=== GIVEN DATA ===
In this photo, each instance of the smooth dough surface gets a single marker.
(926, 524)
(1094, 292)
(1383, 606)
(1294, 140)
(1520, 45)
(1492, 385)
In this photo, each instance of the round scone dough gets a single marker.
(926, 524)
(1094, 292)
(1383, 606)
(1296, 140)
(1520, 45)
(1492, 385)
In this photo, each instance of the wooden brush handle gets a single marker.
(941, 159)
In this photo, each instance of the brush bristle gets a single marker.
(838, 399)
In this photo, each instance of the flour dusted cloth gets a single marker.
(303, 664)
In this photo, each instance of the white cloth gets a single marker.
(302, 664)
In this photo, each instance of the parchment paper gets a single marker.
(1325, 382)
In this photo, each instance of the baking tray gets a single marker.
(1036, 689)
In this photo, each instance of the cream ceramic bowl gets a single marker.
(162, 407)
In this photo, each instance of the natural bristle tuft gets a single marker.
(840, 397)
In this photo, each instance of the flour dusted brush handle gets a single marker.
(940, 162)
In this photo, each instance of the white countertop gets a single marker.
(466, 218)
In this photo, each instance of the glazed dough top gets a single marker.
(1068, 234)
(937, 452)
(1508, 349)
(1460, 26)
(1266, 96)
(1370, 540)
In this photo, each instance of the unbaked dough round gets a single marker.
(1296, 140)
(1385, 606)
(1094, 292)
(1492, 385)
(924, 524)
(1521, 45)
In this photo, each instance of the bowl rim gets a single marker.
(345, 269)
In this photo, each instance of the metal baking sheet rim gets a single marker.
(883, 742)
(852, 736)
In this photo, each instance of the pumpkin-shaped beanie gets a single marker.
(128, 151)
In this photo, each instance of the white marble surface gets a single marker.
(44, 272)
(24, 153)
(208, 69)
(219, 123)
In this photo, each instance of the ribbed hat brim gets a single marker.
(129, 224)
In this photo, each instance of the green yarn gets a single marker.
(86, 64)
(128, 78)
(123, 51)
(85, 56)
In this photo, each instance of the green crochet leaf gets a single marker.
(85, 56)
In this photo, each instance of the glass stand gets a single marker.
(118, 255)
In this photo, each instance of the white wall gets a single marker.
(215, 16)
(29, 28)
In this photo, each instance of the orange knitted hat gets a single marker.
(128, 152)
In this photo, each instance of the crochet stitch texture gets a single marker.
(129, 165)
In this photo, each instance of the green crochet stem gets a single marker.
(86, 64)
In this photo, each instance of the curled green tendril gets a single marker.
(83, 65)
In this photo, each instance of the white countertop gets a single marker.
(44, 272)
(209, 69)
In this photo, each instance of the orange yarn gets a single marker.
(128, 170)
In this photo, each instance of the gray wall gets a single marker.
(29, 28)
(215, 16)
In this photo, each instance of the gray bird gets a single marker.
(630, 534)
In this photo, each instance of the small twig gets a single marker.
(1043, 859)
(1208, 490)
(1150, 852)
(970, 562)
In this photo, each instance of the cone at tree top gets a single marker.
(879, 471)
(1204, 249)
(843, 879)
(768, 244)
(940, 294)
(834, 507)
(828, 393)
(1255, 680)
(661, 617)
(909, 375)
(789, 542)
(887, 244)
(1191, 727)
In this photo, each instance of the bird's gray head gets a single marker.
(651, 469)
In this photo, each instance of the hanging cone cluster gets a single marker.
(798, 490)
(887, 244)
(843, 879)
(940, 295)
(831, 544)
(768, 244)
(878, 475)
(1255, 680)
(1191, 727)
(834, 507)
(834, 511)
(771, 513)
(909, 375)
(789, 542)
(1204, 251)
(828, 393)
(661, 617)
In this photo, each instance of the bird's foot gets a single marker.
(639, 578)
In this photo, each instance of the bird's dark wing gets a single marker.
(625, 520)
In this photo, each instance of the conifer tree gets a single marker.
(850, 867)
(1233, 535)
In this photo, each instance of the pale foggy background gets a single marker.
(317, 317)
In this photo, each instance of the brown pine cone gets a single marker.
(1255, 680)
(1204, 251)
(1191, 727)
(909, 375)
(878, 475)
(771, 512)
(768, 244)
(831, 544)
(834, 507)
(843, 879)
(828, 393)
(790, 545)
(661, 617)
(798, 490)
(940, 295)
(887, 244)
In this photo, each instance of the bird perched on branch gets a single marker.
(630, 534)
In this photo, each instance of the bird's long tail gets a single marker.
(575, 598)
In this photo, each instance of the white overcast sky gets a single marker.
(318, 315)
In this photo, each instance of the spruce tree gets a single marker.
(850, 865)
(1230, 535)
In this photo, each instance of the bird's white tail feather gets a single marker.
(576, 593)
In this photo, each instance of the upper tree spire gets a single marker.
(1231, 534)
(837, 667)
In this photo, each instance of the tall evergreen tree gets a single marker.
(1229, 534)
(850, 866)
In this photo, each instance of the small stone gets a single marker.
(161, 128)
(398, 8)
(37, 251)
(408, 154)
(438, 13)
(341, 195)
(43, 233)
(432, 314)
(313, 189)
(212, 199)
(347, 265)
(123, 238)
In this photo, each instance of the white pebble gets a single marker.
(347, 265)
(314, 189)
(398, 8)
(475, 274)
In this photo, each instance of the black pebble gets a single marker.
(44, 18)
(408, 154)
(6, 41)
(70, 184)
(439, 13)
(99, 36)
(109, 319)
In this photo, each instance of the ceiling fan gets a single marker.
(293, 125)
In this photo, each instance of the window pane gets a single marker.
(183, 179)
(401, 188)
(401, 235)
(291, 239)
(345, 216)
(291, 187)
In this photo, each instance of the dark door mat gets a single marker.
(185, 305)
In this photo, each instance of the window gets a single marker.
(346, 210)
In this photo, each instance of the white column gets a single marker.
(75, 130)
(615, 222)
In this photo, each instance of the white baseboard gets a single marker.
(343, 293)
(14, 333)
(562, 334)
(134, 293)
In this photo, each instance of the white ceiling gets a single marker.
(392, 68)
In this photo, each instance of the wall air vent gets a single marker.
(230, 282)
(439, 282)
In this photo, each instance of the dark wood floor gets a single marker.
===
**WHAT IS EXPECTED**
Edit all of the material above, changing every "gets a single marker" to "is marked once" and leaving everything else as it is.

**ANSWER TO THE PROBLEM**
In this photo, each instance of the smooth dough surface is marked once.
(926, 524)
(1094, 292)
(1383, 606)
(1294, 140)
(1520, 45)
(1492, 385)
In this photo, each instance of the round scone dough is marked once.
(926, 524)
(1094, 292)
(1383, 606)
(1296, 140)
(1520, 45)
(1492, 385)
In this photo, each instance of the wooden brush handle is marked once.
(941, 159)
In this photo, each instance of the brush bristle is marked once.
(838, 399)
In this photo, each instance of the flour dusted cloth is marked once.
(303, 664)
In this photo, each instance of the white cloth is marked once.
(302, 664)
In this photo, each instance of the parchment paper is marked once.
(1325, 382)
In this photo, each instance of the baking tray is marked once.
(1036, 689)
In this photo, each instance of the cream ceramic bowl is marked once.
(162, 407)
In this photo, each instance of the natural bristle tuft is marked once.
(840, 397)
In this photo, each instance of the flour dusted brush handle is marked once.
(940, 162)
In this photo, each instance of the white countertop is marked once.
(466, 218)
In this photo, each instance of the glazed dough top is marked once.
(1068, 234)
(937, 452)
(1508, 349)
(1460, 26)
(1266, 96)
(1370, 540)
In this photo, each instance of the unbaked dough round is marked once.
(1296, 140)
(1385, 606)
(1094, 292)
(1492, 385)
(924, 524)
(1521, 45)
In this photo, each instance of the bowl rim is marked once.
(345, 269)
In this photo, each instance of the metal baking sheet rim is marked once.
(883, 742)
(852, 736)
In this photo, each instance of the pumpkin-shaped beanie is marked once.
(128, 151)
In this photo, each instance of the white marble surface is marked once.
(44, 272)
(24, 153)
(208, 69)
(219, 123)
In this photo, each instance of the ribbed hat brim is marked once.
(129, 224)
In this photo, each instance of the green yarn is marked once.
(86, 64)
(128, 78)
(123, 51)
(85, 56)
In this photo, each instance of the green crochet leaf is marked once.
(85, 56)
In this photo, each instance of the glass stand is marked once.
(118, 255)
In this photo, each instance of the white wall is marked once.
(215, 16)
(29, 28)
In this photo, each instance of the orange knitted hat is marked once.
(128, 152)
In this photo, each instance of the crochet stitch texture is marked once.
(129, 165)
In this photo, each instance of the green crochet stem is marked once.
(86, 64)
In this photo, each instance of the curled green tendril is marked once.
(83, 65)
In this photo, each instance of the white countertop is marked once.
(44, 272)
(209, 69)
In this photo, each instance of the orange yarn is marked once.
(128, 170)
In this photo, each instance of the gray wall is marked once.
(29, 28)
(215, 16)
In this photo, each instance of the gray bird is marked once.
(630, 534)
In this photo, each instance of the small twig is marked once.
(1043, 859)
(1208, 490)
(1150, 852)
(970, 562)
In this photo, each instance of the cone at tree top is marked once.
(879, 471)
(1204, 249)
(843, 879)
(768, 244)
(940, 294)
(834, 507)
(828, 393)
(1255, 680)
(661, 617)
(909, 375)
(789, 542)
(887, 244)
(1191, 727)
In this photo, each instance of the bird's gray head is marked once.
(651, 469)
In this photo, each instance of the hanging cone cluster is marked once.
(798, 490)
(887, 244)
(843, 879)
(940, 295)
(831, 544)
(768, 244)
(878, 475)
(1255, 680)
(1191, 727)
(834, 507)
(834, 511)
(771, 513)
(909, 375)
(789, 542)
(1204, 251)
(828, 393)
(661, 617)
In this photo, each instance of the bird's foot is marked once.
(639, 578)
In this photo, each instance of the bird's dark wing is marked once.
(625, 520)
In this photo, each instance of the conifer tree is marked once.
(850, 867)
(1233, 535)
In this photo, each instance of the pale foggy background is marked once.
(317, 317)
In this photo, each instance of the brown pine cone is marked once.
(1255, 680)
(1204, 251)
(1191, 727)
(909, 375)
(878, 475)
(771, 512)
(768, 244)
(831, 544)
(834, 507)
(843, 879)
(828, 393)
(790, 545)
(661, 617)
(798, 490)
(940, 295)
(887, 244)
In this photo, each instance of the bird perched on branch is marked once.
(630, 534)
In this photo, each instance of the bird's long tail is marked once.
(575, 598)
In this photo, each instance of the white overcast sky is marked once.
(318, 315)
In this photo, each instance of the spruce tree is marked once.
(850, 865)
(1230, 535)
In this photo, each instance of the bird's white tail feather is marked once.
(576, 593)
In this photo, each instance of the upper tree spire is marked once.
(1231, 534)
(837, 667)
In this photo, each instance of the tall evergreen tree is marked once.
(1229, 534)
(850, 866)
In this photo, each instance of the small stone is marked once.
(161, 128)
(398, 8)
(37, 251)
(408, 154)
(438, 13)
(341, 195)
(43, 233)
(432, 314)
(313, 189)
(212, 199)
(347, 265)
(123, 238)
In this photo, each instance of the white pebble is marked once.
(347, 265)
(314, 189)
(398, 8)
(475, 274)
In this photo, each instance of the black pebble is marked once.
(44, 18)
(408, 154)
(6, 41)
(70, 184)
(439, 13)
(99, 36)
(109, 319)
In this photo, each instance of the ceiling fan is marked once.
(293, 125)
In this photo, each instance of the window pane is marked once.
(183, 179)
(401, 188)
(401, 235)
(291, 239)
(345, 216)
(291, 187)
In this photo, each instance of the dark door mat is marked once.
(185, 305)
In this photo, each instance of the window is marked once.
(346, 210)
In this photo, each instance of the white column is marked once.
(75, 130)
(615, 222)
In this photo, each instance of the white baseboard is marked once.
(343, 293)
(14, 333)
(562, 334)
(134, 293)
In this photo, each instance of the white ceiling is marked once.
(392, 68)
In this photo, each instance of the wall air vent is marked once.
(230, 282)
(439, 282)
In this photo, each instance of the dark wood floor is marked once.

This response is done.